Count the lines in the records below that contain the string "pillar", and give only that number.

===== THE RECORDS =====

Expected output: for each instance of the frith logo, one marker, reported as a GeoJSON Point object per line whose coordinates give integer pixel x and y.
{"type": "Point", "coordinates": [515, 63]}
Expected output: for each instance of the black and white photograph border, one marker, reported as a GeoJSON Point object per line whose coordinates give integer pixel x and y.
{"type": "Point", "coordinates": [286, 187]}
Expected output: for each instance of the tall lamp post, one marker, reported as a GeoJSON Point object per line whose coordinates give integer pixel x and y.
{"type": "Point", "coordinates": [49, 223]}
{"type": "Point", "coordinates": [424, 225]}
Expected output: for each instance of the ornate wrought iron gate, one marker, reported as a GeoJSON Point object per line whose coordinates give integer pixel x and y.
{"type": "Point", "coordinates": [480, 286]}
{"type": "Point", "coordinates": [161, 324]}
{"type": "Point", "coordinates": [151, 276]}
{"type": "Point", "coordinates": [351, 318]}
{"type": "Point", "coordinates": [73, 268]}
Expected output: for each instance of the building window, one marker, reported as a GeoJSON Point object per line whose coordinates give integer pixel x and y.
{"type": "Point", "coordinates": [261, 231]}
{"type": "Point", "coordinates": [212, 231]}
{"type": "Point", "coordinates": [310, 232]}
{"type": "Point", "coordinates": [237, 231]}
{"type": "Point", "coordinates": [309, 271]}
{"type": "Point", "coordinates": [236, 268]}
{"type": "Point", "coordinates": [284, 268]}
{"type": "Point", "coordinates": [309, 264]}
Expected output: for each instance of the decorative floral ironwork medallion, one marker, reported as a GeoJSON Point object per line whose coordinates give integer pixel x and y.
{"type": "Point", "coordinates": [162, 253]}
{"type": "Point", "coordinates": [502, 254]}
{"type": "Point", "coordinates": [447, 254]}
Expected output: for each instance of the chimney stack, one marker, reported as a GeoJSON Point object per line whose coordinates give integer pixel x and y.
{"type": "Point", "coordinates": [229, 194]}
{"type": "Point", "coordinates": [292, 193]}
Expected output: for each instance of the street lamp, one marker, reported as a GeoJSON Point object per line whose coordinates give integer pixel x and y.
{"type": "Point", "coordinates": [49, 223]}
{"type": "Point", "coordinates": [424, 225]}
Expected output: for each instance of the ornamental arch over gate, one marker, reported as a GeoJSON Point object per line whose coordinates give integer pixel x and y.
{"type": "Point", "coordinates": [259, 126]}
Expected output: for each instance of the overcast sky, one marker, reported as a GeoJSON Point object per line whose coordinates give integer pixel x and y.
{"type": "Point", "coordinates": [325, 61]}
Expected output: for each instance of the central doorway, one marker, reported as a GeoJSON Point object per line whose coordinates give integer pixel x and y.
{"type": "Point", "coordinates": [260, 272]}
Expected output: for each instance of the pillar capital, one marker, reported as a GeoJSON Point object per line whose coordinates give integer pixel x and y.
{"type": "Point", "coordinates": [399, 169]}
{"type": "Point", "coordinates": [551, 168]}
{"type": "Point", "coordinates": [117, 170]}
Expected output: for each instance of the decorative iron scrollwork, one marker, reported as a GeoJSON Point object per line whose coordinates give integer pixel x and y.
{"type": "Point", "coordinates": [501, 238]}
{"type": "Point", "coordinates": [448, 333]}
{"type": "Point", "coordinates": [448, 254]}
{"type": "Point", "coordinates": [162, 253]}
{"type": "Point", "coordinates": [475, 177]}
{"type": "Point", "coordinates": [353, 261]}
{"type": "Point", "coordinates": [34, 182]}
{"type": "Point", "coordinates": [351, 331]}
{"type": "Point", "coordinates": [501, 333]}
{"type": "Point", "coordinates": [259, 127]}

=====
===== THE RECORDS =====

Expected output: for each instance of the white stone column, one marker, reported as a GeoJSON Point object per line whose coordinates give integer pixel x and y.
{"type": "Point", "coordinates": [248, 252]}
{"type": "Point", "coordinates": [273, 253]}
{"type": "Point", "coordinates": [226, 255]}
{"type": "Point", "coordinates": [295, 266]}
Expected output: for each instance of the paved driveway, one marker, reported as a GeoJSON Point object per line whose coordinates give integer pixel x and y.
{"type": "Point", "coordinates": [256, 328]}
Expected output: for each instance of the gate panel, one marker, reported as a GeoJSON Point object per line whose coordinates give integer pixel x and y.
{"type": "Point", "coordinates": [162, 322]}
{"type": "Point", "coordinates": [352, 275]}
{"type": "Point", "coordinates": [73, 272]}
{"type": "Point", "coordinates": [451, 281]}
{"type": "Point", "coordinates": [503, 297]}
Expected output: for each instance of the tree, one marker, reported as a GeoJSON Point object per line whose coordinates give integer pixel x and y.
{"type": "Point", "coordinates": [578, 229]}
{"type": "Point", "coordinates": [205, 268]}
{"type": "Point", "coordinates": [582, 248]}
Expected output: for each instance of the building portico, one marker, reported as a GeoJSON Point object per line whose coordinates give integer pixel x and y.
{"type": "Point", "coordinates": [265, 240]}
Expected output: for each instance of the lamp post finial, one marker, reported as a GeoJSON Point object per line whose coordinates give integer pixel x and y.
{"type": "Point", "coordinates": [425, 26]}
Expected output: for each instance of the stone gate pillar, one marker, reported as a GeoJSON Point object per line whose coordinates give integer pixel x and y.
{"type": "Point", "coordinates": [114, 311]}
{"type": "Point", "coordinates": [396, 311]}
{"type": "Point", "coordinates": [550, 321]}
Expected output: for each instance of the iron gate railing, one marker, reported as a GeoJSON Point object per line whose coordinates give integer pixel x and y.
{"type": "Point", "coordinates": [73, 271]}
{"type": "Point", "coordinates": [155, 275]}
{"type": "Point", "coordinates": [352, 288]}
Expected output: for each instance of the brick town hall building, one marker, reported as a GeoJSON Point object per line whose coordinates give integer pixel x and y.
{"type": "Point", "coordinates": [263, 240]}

=====

## WRITTEN SOLUTION
2